BEGIN RECORDS FOR PROCESSING
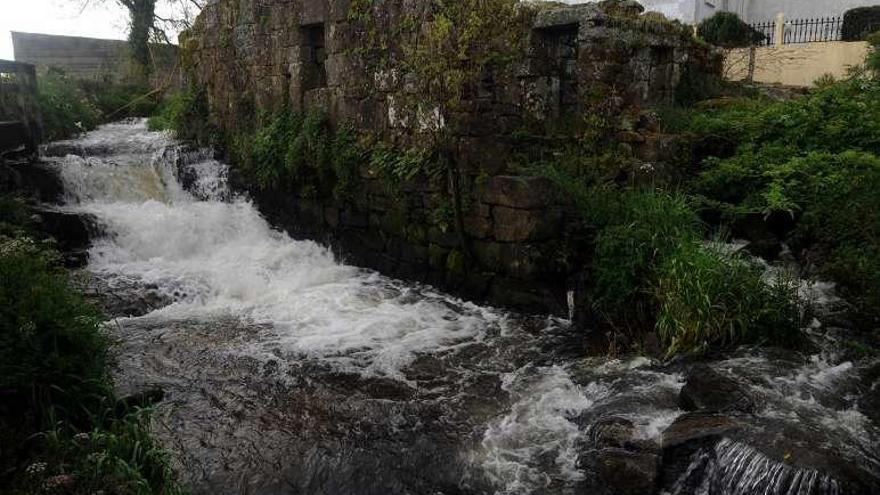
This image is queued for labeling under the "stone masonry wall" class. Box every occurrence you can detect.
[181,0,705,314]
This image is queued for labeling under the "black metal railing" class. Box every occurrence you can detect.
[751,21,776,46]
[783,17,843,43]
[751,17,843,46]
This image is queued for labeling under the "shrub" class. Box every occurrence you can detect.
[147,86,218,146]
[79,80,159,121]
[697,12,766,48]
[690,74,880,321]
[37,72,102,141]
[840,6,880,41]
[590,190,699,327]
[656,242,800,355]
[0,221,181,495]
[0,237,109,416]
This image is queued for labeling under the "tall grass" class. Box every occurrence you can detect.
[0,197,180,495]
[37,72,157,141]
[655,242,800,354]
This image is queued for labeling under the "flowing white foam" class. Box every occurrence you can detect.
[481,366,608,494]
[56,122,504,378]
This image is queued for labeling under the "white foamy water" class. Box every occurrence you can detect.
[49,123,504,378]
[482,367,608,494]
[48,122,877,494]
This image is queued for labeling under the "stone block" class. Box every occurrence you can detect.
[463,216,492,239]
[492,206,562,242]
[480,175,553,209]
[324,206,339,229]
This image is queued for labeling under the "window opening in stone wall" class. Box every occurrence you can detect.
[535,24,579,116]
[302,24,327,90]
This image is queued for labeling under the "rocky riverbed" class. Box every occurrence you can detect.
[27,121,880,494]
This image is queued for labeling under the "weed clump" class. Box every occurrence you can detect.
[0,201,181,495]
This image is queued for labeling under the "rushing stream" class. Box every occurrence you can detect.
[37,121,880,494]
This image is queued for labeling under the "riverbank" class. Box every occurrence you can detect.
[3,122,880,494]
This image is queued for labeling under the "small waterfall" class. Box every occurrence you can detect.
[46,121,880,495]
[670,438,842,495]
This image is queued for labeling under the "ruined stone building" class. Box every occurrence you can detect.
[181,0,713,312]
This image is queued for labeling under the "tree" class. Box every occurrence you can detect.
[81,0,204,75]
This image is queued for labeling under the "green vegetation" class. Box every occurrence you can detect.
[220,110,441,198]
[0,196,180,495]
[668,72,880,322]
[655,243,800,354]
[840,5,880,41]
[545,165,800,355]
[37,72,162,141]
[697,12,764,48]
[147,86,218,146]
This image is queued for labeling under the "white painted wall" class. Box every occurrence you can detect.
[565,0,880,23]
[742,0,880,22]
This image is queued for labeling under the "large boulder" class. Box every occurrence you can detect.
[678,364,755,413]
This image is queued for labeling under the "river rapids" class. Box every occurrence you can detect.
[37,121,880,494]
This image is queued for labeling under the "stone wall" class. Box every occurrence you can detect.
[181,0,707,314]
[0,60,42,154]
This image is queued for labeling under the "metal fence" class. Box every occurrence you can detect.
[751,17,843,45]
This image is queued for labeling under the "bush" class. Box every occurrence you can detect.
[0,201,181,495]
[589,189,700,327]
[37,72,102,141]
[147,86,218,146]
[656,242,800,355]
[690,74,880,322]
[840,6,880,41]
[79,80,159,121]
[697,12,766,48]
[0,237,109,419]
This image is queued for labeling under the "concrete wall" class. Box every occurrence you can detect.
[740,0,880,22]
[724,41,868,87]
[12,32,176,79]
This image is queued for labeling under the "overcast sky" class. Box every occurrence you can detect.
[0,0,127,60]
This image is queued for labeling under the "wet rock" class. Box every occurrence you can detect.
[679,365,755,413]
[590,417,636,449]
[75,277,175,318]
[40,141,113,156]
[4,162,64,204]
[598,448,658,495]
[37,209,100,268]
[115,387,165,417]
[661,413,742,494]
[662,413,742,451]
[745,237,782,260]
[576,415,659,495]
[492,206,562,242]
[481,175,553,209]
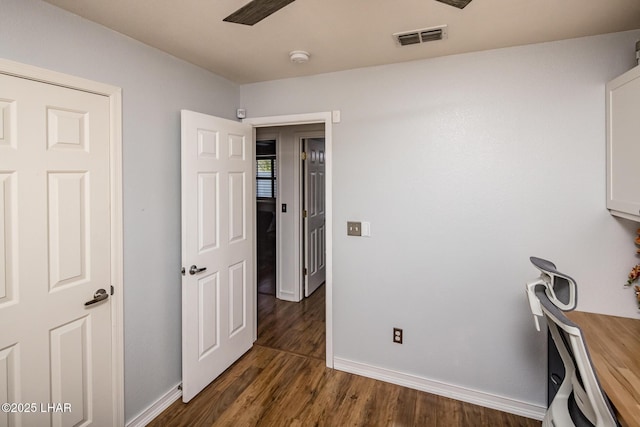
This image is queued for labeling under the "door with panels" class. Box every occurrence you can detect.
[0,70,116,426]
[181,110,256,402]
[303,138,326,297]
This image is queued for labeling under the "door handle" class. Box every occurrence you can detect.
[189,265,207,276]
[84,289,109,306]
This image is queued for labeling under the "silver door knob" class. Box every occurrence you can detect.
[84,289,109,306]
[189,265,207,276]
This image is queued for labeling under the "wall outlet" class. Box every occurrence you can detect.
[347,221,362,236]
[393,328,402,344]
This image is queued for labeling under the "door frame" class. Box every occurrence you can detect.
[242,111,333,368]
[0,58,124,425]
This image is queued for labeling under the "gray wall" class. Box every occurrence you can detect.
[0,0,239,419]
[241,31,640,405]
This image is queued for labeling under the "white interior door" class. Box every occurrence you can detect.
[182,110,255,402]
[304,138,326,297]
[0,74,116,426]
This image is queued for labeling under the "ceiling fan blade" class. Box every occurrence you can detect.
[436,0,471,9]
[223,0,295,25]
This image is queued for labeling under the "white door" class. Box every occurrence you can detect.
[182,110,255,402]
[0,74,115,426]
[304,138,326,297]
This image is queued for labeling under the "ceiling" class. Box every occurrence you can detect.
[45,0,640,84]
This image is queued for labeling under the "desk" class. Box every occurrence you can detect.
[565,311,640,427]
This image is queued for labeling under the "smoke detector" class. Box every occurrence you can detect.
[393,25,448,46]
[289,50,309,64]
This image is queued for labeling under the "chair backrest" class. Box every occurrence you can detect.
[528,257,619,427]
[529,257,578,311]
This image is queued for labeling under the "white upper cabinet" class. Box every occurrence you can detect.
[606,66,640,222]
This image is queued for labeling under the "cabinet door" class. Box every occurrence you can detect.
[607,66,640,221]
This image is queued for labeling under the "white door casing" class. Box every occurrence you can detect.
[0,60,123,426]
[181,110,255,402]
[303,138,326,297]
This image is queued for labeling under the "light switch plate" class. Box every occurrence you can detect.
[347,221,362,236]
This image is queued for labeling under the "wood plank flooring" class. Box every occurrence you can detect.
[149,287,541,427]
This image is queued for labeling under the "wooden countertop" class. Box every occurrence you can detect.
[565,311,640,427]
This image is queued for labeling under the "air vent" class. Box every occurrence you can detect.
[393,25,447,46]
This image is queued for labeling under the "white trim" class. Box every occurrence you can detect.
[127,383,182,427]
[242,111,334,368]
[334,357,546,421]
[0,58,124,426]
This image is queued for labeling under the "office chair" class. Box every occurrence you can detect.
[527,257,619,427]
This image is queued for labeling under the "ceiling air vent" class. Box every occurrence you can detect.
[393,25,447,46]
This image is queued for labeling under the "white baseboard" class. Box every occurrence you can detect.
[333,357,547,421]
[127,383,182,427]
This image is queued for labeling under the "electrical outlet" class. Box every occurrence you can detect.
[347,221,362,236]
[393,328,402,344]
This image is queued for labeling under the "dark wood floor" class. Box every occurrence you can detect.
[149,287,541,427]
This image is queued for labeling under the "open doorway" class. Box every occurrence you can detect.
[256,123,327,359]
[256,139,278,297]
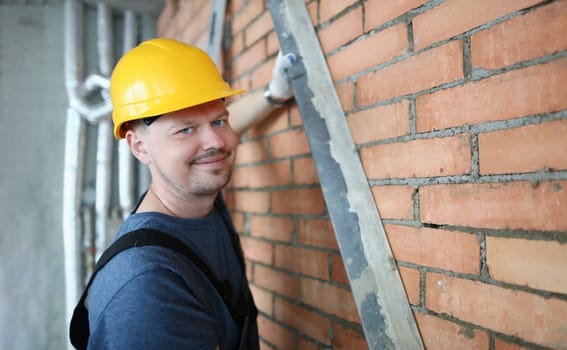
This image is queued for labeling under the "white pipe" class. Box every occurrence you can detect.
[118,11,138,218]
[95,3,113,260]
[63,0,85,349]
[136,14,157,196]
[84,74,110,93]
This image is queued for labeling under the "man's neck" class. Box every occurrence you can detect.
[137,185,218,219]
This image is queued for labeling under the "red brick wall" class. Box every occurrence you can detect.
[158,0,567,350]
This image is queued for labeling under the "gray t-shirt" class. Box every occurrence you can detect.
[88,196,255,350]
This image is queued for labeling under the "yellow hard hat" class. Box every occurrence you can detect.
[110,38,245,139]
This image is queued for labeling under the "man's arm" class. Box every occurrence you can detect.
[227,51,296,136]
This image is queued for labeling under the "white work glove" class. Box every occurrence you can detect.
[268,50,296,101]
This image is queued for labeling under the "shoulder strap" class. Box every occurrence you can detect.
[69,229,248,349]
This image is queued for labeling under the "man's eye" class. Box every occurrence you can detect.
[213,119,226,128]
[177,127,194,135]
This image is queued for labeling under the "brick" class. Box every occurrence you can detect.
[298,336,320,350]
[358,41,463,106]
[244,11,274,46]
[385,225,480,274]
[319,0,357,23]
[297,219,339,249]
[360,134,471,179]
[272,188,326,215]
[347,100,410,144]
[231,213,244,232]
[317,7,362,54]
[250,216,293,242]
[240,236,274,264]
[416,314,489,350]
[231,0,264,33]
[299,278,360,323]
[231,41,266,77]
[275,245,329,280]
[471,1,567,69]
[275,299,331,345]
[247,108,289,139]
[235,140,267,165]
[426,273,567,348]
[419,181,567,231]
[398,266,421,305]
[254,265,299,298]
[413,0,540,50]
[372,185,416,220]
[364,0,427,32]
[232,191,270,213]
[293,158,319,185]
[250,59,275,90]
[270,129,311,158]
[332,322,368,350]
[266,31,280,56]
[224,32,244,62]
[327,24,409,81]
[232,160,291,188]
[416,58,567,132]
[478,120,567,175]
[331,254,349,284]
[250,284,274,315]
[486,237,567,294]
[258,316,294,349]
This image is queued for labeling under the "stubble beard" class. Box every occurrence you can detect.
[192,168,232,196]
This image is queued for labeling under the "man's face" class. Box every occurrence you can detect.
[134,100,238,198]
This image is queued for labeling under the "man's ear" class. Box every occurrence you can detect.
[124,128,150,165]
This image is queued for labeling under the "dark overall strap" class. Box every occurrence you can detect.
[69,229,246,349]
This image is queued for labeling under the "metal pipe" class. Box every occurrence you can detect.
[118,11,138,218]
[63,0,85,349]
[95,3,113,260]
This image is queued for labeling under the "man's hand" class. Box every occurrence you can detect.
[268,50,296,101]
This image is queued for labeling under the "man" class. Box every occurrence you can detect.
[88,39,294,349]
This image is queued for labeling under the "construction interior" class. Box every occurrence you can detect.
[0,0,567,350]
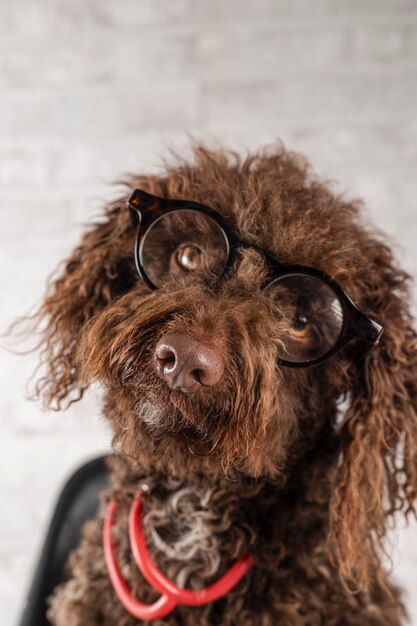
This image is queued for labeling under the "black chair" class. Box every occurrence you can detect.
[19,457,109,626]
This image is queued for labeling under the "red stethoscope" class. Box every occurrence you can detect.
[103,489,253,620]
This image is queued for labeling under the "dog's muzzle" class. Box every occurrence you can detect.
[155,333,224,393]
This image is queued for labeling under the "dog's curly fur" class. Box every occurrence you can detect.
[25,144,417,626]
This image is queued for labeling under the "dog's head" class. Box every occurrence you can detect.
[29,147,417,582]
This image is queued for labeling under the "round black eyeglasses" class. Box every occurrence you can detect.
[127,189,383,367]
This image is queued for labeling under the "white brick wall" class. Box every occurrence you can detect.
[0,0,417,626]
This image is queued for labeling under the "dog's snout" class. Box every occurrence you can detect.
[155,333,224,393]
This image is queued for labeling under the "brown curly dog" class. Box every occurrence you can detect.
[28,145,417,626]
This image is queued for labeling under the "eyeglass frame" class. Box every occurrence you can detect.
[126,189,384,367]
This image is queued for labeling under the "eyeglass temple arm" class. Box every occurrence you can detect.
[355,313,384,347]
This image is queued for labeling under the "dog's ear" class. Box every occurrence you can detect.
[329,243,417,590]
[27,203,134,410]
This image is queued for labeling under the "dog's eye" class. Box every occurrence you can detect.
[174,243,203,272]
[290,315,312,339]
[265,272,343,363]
END RECORDS FOR PROCESSING
▶ **DIRECTIVE**: Rewrite the data starting at the beginning and ending with the line that contains "[670,438,842,495]", substituting "bush" for "shrub" and keeping everything else the same. Leave the pictures out of your answer.

▶ **FULL OUTPUT**:
This image is queued for labeling under the "stone masonry wall" class. Box every occurrence you can detect.
[181,0,705,314]
This image is queued for labeling under the "black metal railing" class. Box every occurrence you can detect.
[751,21,776,46]
[783,17,843,43]
[751,17,843,46]
This image is queued for labeling under the "bush" class. Box every occurrence you can detect.
[147,86,218,146]
[79,80,159,121]
[697,12,766,48]
[690,74,880,321]
[37,72,102,141]
[840,6,880,41]
[590,190,699,327]
[656,242,800,355]
[0,221,181,495]
[0,237,109,416]
This image is queued for labeling under the "tall grass" class. Box every occurrence you can detect.
[0,197,180,495]
[37,72,157,141]
[655,242,800,354]
This image is queued for labeling under the "flowing white foam" class. Box every occurrence you can detect.
[481,366,608,494]
[56,122,504,378]
This image is queued for labeling under the "white foamy water" class. Box every occurrence you can detect.
[49,123,504,378]
[482,367,608,494]
[48,122,877,494]
This image is queued for labeling under the "stone block" class. Box every occurrence you can detect.
[463,216,492,239]
[492,206,562,242]
[480,175,553,209]
[324,206,339,229]
This image is queued for labeling under the "window opening in stone wall" class. Box every occurrence you can detect.
[535,24,579,116]
[302,24,327,90]
This image is queued for labeling under the "rocky riverbed" class. Box every occurrence you can detect.
[27,121,880,494]
This image is queued for labeling under the "weed clump" class. Box every occurrence you can detect.
[0,201,181,495]
This image is queued for labeling under the "rushing stream" class. Box every occurrence you can detect.
[37,121,880,494]
This image is queued for labeling under the "riverbank" class. Box every occurrence you can detect.
[3,122,880,494]
This image is queued for labeling under the "small waterfall" class. Box every occurrence you can detect.
[46,121,880,495]
[670,438,842,495]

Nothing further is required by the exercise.